### SOURCE DOCUMENT
--- START ---

The lowly termite has the amazing ability to build soil-based towers that maintain steady internal temperatures of 86 degrees.

“Why do humans need to use so much energy to keep our dwellings at steady, comfortable temperatures when termites can build a dwelling that can maintain an exact temperature regardless of the outside temperatures?” asked Reddi.

Likewise, the human body is perfectly designed to maintain a healthy blood core temperature of 98.6 degrees. Through an intricate thermoregulatory “piping” system comprising millions of veins and arteries and two types of glands, eccrine and apocrine, humans sweat or shiver in response to changing temperature.

Camels can lose up to 30 percent of their body weight, and humans up to 10 percent, using dehydration for cooling.

“We are seeking to develop techniques that mimic what termites do and what the human body automatically does in constructing modern structures,” said Reddi. “This approach questions the very basics of construction materials.”

Bio-inspiration is an emerging discipline in which materials and processes are engineered to mimic the highest evolution of biological systems – until recently, an approach little explored in construction, geotechnical and structural engineering research. It’s a paradigm shift from what can be extracted from the natural world to what can be learned from it.

“What clues does the natural world hold that can be integrated and imitated in the human-built world to minimize temperature fluctuations with minimal or no external energy requirements?” asked Reddi.

Along with four interdisciplinary researchers from the U.S., U.K., France and Korea, Reddi has been investigating the feasibility and developing the scope of this new research direction for nearly five years with funding from the National Science Foundation. The group is now preparing a major proposal for the next step to pursue the practical aspects of the research – to design and conduct laboratory and field tests of their theories on a large scale.

--- END ---

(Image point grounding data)
--- START ---

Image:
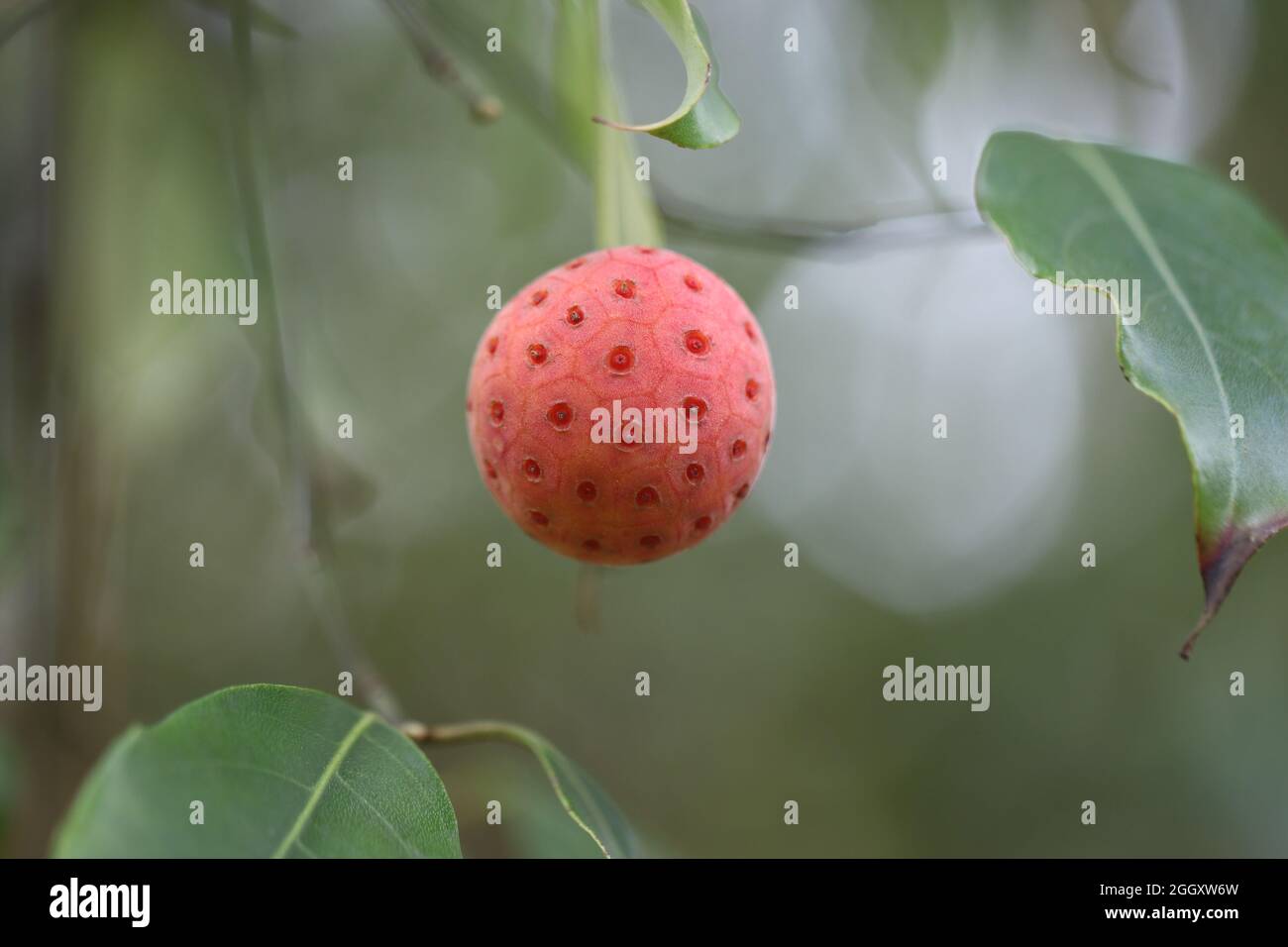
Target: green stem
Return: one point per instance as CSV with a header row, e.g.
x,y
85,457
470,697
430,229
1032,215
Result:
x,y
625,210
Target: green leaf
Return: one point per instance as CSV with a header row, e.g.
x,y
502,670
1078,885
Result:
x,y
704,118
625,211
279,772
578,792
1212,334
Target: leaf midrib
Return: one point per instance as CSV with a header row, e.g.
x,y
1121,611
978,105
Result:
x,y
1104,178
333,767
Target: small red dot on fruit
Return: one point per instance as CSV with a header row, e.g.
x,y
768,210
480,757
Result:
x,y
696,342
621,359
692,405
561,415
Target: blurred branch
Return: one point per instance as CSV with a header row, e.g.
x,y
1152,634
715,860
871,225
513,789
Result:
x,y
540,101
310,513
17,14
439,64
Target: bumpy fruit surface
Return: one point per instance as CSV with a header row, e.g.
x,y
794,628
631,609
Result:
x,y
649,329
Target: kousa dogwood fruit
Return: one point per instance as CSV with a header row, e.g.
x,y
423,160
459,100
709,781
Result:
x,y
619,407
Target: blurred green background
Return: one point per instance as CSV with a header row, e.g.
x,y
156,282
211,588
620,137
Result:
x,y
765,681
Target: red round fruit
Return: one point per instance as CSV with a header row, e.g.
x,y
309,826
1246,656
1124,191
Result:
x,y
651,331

--- END ---
--- START ---

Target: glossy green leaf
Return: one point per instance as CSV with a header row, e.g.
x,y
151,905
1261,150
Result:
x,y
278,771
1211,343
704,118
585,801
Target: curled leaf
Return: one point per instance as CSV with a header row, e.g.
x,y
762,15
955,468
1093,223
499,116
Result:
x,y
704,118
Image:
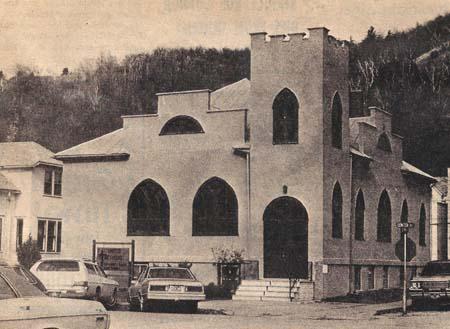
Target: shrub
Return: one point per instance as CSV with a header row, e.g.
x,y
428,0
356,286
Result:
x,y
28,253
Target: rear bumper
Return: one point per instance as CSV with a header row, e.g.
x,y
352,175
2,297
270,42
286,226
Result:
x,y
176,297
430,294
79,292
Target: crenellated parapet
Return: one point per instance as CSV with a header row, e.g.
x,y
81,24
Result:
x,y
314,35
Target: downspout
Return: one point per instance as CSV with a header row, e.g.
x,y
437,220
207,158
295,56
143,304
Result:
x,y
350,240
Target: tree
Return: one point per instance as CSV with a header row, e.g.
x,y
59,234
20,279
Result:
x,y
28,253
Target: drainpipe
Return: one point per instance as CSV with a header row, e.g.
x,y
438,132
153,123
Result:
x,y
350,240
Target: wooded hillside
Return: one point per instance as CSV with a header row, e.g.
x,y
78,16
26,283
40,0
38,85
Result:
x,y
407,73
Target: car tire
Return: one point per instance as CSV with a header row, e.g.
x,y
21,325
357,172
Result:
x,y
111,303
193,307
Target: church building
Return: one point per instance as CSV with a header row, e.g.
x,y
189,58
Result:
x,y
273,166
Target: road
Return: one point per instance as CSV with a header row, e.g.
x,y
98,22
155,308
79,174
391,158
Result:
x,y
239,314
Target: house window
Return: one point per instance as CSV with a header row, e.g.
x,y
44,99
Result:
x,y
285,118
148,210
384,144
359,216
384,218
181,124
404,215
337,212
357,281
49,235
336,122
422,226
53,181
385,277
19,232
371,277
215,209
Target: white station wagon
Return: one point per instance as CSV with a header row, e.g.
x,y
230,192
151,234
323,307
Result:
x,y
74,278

--- END ---

### STUDY QUESTIONS
1) Repeat word for word the part of the termite passage that begins with "The lowly termite" and ends with "dehydration for cooling.".
2) Write what comes next in the termite passage, picking up after its last sentence.
These rows are separate material, unrelated to the passage.

### SOLVED TASKS
1)
The lowly termite has the amazing ability to build soil-based towers that maintain steady internal temperatures of 86 degrees.

“Why do humans need to use so much energy to keep our dwellings at steady, comfortable temperatures when termites can build a dwelling that can maintain an exact temperature regardless of the outside temperatures?” asked Reddi.

Likewise, the human body is perfectly designed to maintain a healthy blood core temperature of 98.6 degrees. Through an intricate thermoregulatory “piping” system comprising millions of veins and arteries and two types of glands, eccrine and apocrine, humans sweat or shiver in response to changing temperature.

Camels can lose up to 30 percent of their body weight, and humans up to 10 percent, using dehydration for cooling.

2)
The future of this research will require the integration of several disciplines, such as the biological sciences, civil engineering, mechanical engineering, computer science and medicine. It will also address two important issues. First, supporting growing efforts to identify sustainable practices of engineering and use of earth- and plant-based natural materials in construction. Second, it addresses the use of energy and a path toward energy efficiency.

The study of these biological systems provides inspiration and evolutionary knowledge to develop stabilized earth construction using soils and plant-based fibers. Earthen homes using plant fibers or covered with palm and cocoanut leaves have been used since prehistoric times and are still used throughout the world, including the beloved adobe structures in the Southwestern United States. However scientific studies providing basis for the use of plant materials in stabilized soils are very few.

Bio-inspired engineering is emerging and is making the NMSU College of Engineering a leader in this research area through the work of Reddi and other investigators including Paola Bandini, NMSU associate professor in civil engineering.

Bandini and her colleagues have been working as part of the National Science Foundation funded Engineering Research Center for Bio-mediated and Bio-inspired Geotechnics, since 2015.

Among the projects currently being conducted at NMSU through CBBG are:
– Development of a sustainable and cost-effective solution to remediate damaged soils with liquid organic fertilizer made from organic waste.
– Study of the earthworm’s ability to move underground in any direction as inspiration for soil testing to investigate below existing structures that may need retrofitting for earthquake damage mitigation.
– Use of various natural strong fibers for the reinforcement of adobe masonry against natural hazards such as seismic activity or strong winds.

Said Reddi, “We want to use the systems already perfected in nature through thousands of years of evolution in the built-world.”